━━━ Information shown ━━━

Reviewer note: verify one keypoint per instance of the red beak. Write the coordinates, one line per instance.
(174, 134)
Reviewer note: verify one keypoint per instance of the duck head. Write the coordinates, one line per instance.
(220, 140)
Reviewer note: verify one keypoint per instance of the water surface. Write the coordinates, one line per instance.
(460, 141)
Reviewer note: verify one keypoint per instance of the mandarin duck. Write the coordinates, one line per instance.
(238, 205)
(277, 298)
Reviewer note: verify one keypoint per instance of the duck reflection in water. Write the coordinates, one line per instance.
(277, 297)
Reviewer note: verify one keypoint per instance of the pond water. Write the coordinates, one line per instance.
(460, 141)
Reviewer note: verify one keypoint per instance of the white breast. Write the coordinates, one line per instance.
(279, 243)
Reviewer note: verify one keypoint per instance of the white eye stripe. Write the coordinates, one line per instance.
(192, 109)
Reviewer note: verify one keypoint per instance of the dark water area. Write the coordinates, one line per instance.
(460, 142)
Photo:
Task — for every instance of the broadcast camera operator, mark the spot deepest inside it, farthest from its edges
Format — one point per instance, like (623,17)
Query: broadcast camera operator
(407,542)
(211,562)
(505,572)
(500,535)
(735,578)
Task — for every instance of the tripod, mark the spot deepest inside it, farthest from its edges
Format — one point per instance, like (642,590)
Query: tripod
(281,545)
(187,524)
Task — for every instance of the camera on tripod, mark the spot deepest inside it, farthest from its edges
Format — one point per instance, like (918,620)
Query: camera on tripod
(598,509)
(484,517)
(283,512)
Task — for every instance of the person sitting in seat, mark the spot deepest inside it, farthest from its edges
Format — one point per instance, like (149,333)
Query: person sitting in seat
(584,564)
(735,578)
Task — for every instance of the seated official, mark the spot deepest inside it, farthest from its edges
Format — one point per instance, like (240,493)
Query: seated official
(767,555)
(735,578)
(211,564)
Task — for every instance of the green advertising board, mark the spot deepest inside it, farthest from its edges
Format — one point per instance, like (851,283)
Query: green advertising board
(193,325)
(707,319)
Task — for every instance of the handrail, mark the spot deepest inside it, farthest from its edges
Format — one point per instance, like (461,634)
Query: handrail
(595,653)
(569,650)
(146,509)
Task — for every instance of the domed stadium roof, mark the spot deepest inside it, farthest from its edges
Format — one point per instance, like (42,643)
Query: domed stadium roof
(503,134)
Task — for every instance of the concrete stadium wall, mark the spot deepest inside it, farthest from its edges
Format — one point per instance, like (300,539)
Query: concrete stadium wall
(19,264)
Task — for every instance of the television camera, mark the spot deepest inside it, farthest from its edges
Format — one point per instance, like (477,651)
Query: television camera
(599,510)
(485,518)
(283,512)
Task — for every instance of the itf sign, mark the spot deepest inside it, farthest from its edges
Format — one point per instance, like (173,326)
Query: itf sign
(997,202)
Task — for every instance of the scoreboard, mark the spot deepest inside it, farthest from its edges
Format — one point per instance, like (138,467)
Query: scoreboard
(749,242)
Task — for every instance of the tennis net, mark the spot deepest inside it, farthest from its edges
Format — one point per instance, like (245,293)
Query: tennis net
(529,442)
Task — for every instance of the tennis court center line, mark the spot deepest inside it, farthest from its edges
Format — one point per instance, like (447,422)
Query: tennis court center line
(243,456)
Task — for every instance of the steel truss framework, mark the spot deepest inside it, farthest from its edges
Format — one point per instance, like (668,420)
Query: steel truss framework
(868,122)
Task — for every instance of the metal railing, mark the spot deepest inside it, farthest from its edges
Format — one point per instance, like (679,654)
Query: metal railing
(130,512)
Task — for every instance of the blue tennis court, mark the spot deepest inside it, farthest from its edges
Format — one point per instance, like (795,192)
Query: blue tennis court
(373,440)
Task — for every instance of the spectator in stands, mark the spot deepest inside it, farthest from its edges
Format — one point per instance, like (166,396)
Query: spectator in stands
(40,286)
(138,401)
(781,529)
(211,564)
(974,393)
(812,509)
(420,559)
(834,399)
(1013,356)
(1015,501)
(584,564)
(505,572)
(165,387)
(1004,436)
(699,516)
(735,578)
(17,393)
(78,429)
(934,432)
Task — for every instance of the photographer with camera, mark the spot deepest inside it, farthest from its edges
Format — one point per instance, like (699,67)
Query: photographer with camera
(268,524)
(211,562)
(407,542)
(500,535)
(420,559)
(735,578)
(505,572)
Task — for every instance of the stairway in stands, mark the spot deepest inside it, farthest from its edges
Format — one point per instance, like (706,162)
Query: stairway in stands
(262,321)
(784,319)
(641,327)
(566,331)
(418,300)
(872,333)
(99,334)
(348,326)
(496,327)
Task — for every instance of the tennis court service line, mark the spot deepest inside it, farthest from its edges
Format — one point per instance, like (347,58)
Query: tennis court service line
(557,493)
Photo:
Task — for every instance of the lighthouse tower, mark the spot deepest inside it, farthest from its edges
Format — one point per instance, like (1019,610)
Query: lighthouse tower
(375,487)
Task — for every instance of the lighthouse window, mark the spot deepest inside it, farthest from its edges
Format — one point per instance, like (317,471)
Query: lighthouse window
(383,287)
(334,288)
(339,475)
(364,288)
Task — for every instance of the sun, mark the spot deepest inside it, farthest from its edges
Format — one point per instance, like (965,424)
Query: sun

━━━

An exact restatement of the data is required.

#### [Result]
Reviewer note: verify one keypoint per instance of the red beak. Write the coordinates, one line per instance.
(174, 134)
Reviewer note: verify one keypoint per instance of the duck head. Write the coordinates, one line per instance.
(220, 140)
Reviewer note: verify one keypoint per instance of the water surface. Write the coordinates, one line per instance.
(460, 141)
Reviewer note: verify one keypoint per instance of the mandarin duck. Write the coordinates, one line per instance.
(238, 205)
(277, 298)
Reviewer note: verify one keypoint per instance of the duck reflection in water. Write the coordinates, one line per instance.
(277, 297)
Reviewer note: verify one keypoint per instance of the pond water. Write the coordinates, one line per instance.
(460, 141)
Reviewer note: verify one keypoint per instance of the white breast. Write the coordinates, one line per instance.
(279, 243)
Reviewer note: verify one keypoint per instance of the white eye stripe. Write the coordinates, one line per instance.
(192, 109)
Reviewer note: verify one keypoint per instance of the dark water area. Write the coordinates, one line per instance.
(460, 142)
Photo:
Task — for every instance of the broadcast camera operator, mark the spot deepest inside it, farthest from its edges
Format — one point per instance, like (623,17)
Query: broadcast camera operator
(407,542)
(211,562)
(505,572)
(500,535)
(735,578)
Task — for every instance of the tripod, mark the spot deepest inside it, farthest from its edges
Format — one point per instance, like (642,590)
Query: tripod
(281,545)
(187,524)
Task — for every instance of the camera on tripod, mark the spot deepest inside it, farthest from its edges
Format — one point per instance, like (918,620)
Query: camera on tripod
(598,509)
(484,517)
(283,512)
Task — for every instance of the person sitting in seat, mark the spot deepest inside it, farthest from its edges
Format — one point per instance, like (149,333)
Query: person sitting in seat
(584,564)
(735,578)
Task — for every instance of the seated official, mark the spot deepest inside it, farthest from its edges
Format — one point per instance, like (240,493)
Query: seated official
(767,555)
(735,578)
(211,564)
Task — for every instance of the green advertising board, mark the spot deepest inside it, farthest from its edges
Format — one point per instance, like (851,283)
Query: green advertising board
(193,325)
(707,319)
Task — for every instance of the handrail, mark the spot deepest inside it, farthest from its edges
Format — one point per instance, like (461,634)
Query: handrail
(595,653)
(569,650)
(146,509)
Task — for every instance of the domed stadium roof, mark the spot deepest inside it, farthest from its edges
Format — one point per instance, like (42,643)
Query: domed stadium roof
(503,134)
Task — for every instance of the concrete stadium wall, mark the spot deepest inside it, farthest from its edges
Format — one point per instance, like (300,539)
Query: concrete stadium wall
(19,264)
Task — for every instance of the television camera, mark the spot deepest inside it, farthest from its edges
Format — one point per instance, like (477,651)
Query: television camera
(599,510)
(485,518)
(283,512)
Task — for every instance of the itf sign, mark the spot deepest inside it, farthest from its edges
Format — one point per instance, like (173,326)
Query: itf sign
(997,202)
Task — for every instance of the scoreboard, mark the spot deepest inside it, farthest from its edges
Format — one point per instance, like (138,467)
Query: scoreboard
(749,242)
Task — for every instance of the tennis net, mark the spot deepest inside it, farthest from its edges
Format — one point per instance, like (245,293)
Query: tennis net
(529,442)
Task — for every instance of the tennis court center line, mark the spot deepest inside it, farthest from its edges
Format — one point per instance, like (447,422)
Query: tennis court center line
(243,456)
Task — for every instance of the steel truss framework, mark the spot deepest inside it, farthest from its edges
Format — one point per instance, like (668,420)
Query: steel truss framework
(868,122)
Task — for every instance of the metal railing, mark the spot deepest inside it, farthest from its edges
Format — one point per instance, like (679,654)
Query: metal railing
(130,512)
Task — for every instance of the blue tennis court, mark the spot deepest inside it, farthest from its edges
Format — one point per instance, like (795,192)
Query: blue tennis court
(373,440)
Task — for every instance of the spectator in stands, mark the spot deepest inside it, farthest from its edges
Format — one point per instance, like (166,396)
Query: spectator in stands
(40,286)
(138,401)
(781,529)
(211,564)
(974,393)
(812,509)
(420,559)
(834,399)
(1013,356)
(1015,501)
(584,564)
(505,572)
(165,387)
(1004,436)
(699,516)
(735,578)
(17,393)
(78,429)
(934,432)
Task — for every instance of the photographer with camera, mark the spot deepest inside it, farthest from its edges
Format — one point per instance, like (699,67)
Query: photographer with camera
(268,524)
(211,562)
(407,542)
(500,535)
(420,559)
(735,578)
(505,572)
Task — for every instance of the stairway in stands, mark the spot deepest inside it, farthest from its edges
Format — one point per instance, like (706,162)
Query: stairway in stands
(262,321)
(784,319)
(641,327)
(566,331)
(418,300)
(872,333)
(99,334)
(348,326)
(496,327)
Task — for every instance of the tennis court service line, mark the spot deepest inside it, farthest from its edges
Format — one point per instance, like (347,58)
Query: tennis court service line
(557,493)
Photo:
Task — for every instance of the lighthouse tower, mark the spot deepest inside it, farthest from its edges
Format — one point per instance, like (1019,610)
Query: lighthouse tower
(375,487)
Task — for every instance of the lighthouse window, mark the spot deepest inside it, farthest from its edges
Format — one point per instance, like (317,471)
Query: lighthouse window
(383,287)
(334,288)
(339,475)
(364,288)
Task — for every instance of the sun, mark the spot deepest inside it, farthest from its edges
Format — one point per instance, like (965,424)
Query: sun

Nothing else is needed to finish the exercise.